* _Selected extract_:

►

# Sparrow Nymphs



## tommytubular (Jan 25, 2002)

ESOX said:


> I think I got one of those in a swap last year or the year before. It was killer on river smallies, till they managed to totally mangle it. But that took at least 20 fish.


NIce!!

I did swap this pattern last year for a steelhead swap... glad it worked well for you too.

I just checked the dubbing supply and that Awesome Possum golden olive dubbing is about gone... I'll have to go on a misson to find some more!

EDIT: Dang esox! you are making me edit a bunch in this thread.... Bottom line here is that sparrows just plain ROCK!


----------



## Shoeman (Aug 26, 2000)

Here's a steelhead version tied on a 8 3X long










Great for off-color water

Nice Tie, Tommy!


----------



## Pork Chop (Jan 21, 2003)

Here's how Jack ties it -

http://www.jackgartside.com/step_gartside_sparrow.htm


----------



## WILDCATWICK (Mar 11, 2002)

Sparrow Nymphs are one of my favorite patters. Works great on bass, trout, and pay fish. I love it's versatility in water as well as all the unlimited ways to tie them. A tier is only held back by their imagination and available materials when it comes to the sparrow. I do most of mine with rump tail and collar and use dark olive chenille for the body when tying for speed. Grey and Brown are a distant second best color choice on the water for me.

Very nice fly Tommytubular!


----------



## PunyTrout (Mar 23, 2007)

Don't forget the classic, palmered peacock herl body... As long as you're tying sparrows, spin a few with a peacock herl body. Oh, and Black is a nice alternative too.


----------



## gunrod (Jan 16, 2001)

We used a similar version of Shoeman's but only smaller in PA a few years ago with great success. Hands down it's just a great bug. The rump feathers with the philofume make great movement.

◄

* _Problems and tasks_:
1. Reproduce word for word the passage of the sparrow nymph thread starting with "Don't forget the" and going on through "make great movement.".
2. In the sparrow nymph thread, which dubbing does tommytubular say is nearly used up?
3. Write the next part of the sparrow nymph thread, picking up after its last post.
The records play no part in this work.

* _Raw records_:
►

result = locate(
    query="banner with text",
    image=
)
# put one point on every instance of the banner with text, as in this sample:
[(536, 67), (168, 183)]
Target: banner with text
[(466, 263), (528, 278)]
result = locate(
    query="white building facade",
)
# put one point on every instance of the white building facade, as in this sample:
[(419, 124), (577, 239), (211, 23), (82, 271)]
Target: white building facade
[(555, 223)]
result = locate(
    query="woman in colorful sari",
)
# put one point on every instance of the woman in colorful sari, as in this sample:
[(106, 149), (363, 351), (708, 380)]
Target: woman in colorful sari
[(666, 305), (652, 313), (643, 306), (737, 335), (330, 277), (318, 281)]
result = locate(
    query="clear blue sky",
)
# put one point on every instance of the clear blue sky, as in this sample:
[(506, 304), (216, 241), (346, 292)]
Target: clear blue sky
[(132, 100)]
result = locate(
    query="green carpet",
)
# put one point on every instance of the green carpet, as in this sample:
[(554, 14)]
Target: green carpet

◄

* _Task answers_:
1.
Don't forget the classic, palmered peacock herl body... As long as you're tying sparrows, spin a few with a peacock herl body. Oh, and Black is a nice alternative too.


----------



## gunrod (Jan 16, 2001)

We used a similar version of Shoeman's but only smaller in PA a few years ago with great success. Hands down it's just a great bug. The rump feathers with the philofume make great movement.

2. Awesome Possum golden olive dubbing.

3.
As for the after shaft/philofume at the rear it would act like gills that you see on the lower end of a wiggler/hex nymph. I bet it is a nice touch but requires patience to put those delicate buggers in there.


----------



## DHise (Jun 2, 2008)

Dubbing brushes are nice because they are quick but I like to dub mine. As mentioned, peacock for the body is productive.

I have rump patches at my store (free standard shipping on all orders in the US no matter the amount). As mentioned, a whole pheasant skin is pretty inexpensive, as well. Among (many) other things, I also have dubbing brushes from the Czech Republic. I am working on an on-line store so for now you will need to phone, PM, or email me with questions you may have or material you may need.

http://www.castersflyshop.com


----------



## 1siena (Apr 15, 2007)

Hey Guys....I appreaciate all of your input. I think i am going to tie some up this evening.

What do yo think the most productive average size size hook would be for steelhead? 

I heard mentioned that these are good for smaller trout too, what size hook would you use?

Last question...has anyone ever fished these with a bead? If so, should I just use a long hook, or the smae hook just with a little shorter "body"?

Again, thanks guys. By the way, next weekend I am going to try and tie hex nymph for the first time...I hope the same peopel will also give there input on that too!


----------



## DHise (Jun 2, 2008)

Probably size 6 or 8. You can do them with a bead and use the Daiichi 1530 (or similar) or tie them on a standard length nymph hook to get a little extra length.


----------



## Chromedoggy (Mar 25, 2007)

I tie them in 8s and 12s on a 1x short heavy nymph hook.
I feel beads take too much from the flies action, but it could easily be done. I would use a standard length nymph hook.


----------



## scotchass (Jul 10, 2004)

You can usually get packages of pheasant feathers at michaels or any craft store, but it will have pheasant rump mixed in with other feathers, but the packs are pretty cheap.
I tied a sparrow with bead chain eyes upside down style this summer and took a few carp on it as well.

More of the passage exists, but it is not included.